• Brief
Everything from the line with "(1123, 334)" to the end of the data is to be retyped exactly, and nothing else.

--- START ---

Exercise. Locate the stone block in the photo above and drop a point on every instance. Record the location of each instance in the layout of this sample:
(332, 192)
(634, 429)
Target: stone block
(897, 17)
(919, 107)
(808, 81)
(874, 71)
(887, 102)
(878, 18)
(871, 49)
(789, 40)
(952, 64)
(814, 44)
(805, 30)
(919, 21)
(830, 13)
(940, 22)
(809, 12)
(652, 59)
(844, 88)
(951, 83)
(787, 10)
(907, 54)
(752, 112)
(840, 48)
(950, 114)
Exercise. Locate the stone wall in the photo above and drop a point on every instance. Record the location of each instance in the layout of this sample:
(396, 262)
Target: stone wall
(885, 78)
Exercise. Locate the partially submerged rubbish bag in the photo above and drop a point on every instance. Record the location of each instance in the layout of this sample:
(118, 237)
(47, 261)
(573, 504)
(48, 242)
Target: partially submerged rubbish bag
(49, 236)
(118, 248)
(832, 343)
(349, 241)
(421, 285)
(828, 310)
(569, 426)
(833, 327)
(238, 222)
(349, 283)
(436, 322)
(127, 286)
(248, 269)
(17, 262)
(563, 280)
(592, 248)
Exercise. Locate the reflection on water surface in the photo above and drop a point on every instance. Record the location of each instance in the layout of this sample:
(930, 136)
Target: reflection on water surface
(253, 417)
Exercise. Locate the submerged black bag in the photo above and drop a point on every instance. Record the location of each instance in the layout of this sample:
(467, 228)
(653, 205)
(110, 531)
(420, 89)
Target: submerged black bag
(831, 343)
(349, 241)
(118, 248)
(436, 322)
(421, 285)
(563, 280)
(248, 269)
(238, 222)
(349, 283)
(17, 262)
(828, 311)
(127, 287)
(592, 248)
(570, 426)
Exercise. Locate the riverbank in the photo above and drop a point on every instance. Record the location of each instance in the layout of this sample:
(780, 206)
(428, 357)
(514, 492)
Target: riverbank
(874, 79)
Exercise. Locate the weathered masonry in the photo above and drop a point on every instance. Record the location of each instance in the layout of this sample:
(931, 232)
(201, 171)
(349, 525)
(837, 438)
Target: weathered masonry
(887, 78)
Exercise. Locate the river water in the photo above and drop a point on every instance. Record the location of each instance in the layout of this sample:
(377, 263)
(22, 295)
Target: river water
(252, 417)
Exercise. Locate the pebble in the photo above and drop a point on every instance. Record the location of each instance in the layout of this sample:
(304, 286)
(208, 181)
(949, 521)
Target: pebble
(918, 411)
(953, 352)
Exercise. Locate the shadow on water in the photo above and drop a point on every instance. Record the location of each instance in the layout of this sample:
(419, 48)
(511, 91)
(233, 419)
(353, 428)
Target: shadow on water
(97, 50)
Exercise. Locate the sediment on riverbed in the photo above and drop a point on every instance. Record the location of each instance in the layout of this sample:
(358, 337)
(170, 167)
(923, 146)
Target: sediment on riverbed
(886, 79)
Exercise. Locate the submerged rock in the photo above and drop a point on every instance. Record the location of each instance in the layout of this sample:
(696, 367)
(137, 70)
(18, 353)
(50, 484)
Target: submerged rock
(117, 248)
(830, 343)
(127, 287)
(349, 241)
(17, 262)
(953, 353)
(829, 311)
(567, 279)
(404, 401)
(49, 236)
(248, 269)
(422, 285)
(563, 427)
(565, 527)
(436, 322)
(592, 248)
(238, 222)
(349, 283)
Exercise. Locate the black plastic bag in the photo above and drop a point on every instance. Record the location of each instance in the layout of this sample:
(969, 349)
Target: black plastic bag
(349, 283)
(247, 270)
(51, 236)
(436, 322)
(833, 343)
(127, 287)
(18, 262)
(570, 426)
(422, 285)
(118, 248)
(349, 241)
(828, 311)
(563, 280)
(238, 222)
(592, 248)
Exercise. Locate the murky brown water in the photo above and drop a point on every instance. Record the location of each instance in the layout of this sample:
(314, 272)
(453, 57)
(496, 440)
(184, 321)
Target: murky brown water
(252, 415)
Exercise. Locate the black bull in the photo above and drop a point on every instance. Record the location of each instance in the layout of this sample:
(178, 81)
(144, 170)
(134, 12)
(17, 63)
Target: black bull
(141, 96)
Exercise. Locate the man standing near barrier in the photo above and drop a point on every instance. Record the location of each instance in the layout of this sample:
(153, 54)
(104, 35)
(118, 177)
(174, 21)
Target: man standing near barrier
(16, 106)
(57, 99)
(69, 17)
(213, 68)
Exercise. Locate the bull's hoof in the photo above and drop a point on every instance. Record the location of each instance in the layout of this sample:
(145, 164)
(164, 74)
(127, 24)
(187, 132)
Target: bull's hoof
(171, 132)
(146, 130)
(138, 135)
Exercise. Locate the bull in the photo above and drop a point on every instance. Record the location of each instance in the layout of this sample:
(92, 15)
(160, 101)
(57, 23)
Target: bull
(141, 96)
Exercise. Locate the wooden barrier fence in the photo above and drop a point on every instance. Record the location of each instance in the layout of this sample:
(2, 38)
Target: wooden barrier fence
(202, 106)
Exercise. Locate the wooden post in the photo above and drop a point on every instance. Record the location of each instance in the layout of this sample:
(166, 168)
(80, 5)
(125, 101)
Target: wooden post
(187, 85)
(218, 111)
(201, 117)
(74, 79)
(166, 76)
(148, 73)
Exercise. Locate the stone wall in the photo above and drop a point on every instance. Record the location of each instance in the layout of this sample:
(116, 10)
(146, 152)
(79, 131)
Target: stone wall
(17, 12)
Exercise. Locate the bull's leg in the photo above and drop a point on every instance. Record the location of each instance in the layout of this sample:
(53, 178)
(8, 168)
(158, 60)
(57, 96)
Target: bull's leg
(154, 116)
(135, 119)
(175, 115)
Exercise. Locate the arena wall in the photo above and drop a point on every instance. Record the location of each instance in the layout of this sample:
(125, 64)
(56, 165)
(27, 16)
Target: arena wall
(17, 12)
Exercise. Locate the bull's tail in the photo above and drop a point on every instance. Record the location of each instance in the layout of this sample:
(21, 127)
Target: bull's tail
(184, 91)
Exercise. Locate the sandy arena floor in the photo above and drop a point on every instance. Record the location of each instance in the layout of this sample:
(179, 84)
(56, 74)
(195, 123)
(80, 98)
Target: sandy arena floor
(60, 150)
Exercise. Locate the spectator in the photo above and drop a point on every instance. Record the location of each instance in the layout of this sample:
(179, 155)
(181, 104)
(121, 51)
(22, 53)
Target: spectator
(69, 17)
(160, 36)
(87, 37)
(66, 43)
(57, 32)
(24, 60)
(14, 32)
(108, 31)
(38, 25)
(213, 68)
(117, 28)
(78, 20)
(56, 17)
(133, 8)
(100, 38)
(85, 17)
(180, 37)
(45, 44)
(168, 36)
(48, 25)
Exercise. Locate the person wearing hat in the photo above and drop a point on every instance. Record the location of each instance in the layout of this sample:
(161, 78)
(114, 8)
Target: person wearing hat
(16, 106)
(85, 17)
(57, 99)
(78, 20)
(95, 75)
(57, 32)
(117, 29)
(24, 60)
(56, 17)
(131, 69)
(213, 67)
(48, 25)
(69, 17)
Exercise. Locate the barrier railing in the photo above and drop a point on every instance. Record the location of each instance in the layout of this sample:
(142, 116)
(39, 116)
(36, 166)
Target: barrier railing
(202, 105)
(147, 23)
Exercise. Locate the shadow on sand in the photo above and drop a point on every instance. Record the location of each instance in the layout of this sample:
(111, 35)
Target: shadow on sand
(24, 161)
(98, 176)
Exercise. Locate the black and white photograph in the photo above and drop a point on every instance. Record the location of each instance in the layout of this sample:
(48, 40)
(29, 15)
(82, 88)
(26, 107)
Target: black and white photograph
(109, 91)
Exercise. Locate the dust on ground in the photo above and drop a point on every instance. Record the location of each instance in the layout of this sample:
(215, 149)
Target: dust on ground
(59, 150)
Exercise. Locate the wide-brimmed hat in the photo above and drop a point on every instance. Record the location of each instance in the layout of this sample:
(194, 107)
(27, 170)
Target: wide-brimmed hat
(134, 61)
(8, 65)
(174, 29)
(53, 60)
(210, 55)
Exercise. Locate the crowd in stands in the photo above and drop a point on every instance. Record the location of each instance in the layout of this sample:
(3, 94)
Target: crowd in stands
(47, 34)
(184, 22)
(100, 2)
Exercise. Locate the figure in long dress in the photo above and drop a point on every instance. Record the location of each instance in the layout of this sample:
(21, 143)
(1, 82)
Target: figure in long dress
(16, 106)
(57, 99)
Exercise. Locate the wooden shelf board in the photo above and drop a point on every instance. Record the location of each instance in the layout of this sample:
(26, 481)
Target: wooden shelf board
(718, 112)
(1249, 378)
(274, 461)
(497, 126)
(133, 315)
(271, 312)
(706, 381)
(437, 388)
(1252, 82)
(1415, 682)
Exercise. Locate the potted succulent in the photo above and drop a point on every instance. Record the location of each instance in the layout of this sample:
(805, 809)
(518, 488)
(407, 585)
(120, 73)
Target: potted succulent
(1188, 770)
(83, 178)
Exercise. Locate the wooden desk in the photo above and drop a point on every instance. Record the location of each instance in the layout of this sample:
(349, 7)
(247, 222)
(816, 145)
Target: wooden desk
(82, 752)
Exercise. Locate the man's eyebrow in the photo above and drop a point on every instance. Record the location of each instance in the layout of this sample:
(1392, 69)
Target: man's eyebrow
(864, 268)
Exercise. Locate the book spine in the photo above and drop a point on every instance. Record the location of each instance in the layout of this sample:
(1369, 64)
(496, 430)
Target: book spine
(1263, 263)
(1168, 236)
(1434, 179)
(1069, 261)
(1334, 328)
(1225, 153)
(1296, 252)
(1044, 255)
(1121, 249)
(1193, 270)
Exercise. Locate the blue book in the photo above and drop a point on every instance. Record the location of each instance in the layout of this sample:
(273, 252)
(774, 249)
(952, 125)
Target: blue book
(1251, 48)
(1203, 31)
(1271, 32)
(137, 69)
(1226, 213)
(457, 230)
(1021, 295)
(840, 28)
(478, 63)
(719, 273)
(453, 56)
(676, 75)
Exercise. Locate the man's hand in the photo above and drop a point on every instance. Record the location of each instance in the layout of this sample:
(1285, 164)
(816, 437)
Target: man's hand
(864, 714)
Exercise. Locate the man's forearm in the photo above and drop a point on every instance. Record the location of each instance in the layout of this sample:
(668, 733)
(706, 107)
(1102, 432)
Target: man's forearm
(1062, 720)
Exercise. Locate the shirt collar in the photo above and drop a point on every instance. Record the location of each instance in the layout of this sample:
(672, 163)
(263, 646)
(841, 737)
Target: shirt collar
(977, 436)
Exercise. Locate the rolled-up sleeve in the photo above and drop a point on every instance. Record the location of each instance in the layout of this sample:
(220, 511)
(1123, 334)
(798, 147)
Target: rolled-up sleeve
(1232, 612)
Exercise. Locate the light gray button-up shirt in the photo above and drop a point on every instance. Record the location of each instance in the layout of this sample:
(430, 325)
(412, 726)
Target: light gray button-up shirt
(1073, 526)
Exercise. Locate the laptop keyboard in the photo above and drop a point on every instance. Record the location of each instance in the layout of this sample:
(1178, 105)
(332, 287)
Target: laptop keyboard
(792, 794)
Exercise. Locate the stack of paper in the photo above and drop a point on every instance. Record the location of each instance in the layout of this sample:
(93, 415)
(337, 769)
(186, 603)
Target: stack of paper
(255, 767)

--- END ---

• Exercise output
(1123, 334)
(798, 147)
Target: rolled-up sleeve
(1232, 612)
Exercise. Locate the light gray button-up shirt in the photo above and drop a point on every instance. Record the location of each instance in the layout of this sample:
(430, 325)
(412, 726)
Target: light gray button-up shirt
(1073, 526)
Exercise. Locate the laptop keyboard in the photo above and drop a point on every instance. Record the location of each instance in the layout of this sample:
(1178, 105)
(332, 287)
Target: laptop keyboard
(792, 794)
Exercise. Locate the stack of paper in the photo above and drop a point on every instance. Record the location of each instance in the layout of this sample:
(93, 415)
(337, 769)
(186, 603)
Target: stack of paper
(255, 767)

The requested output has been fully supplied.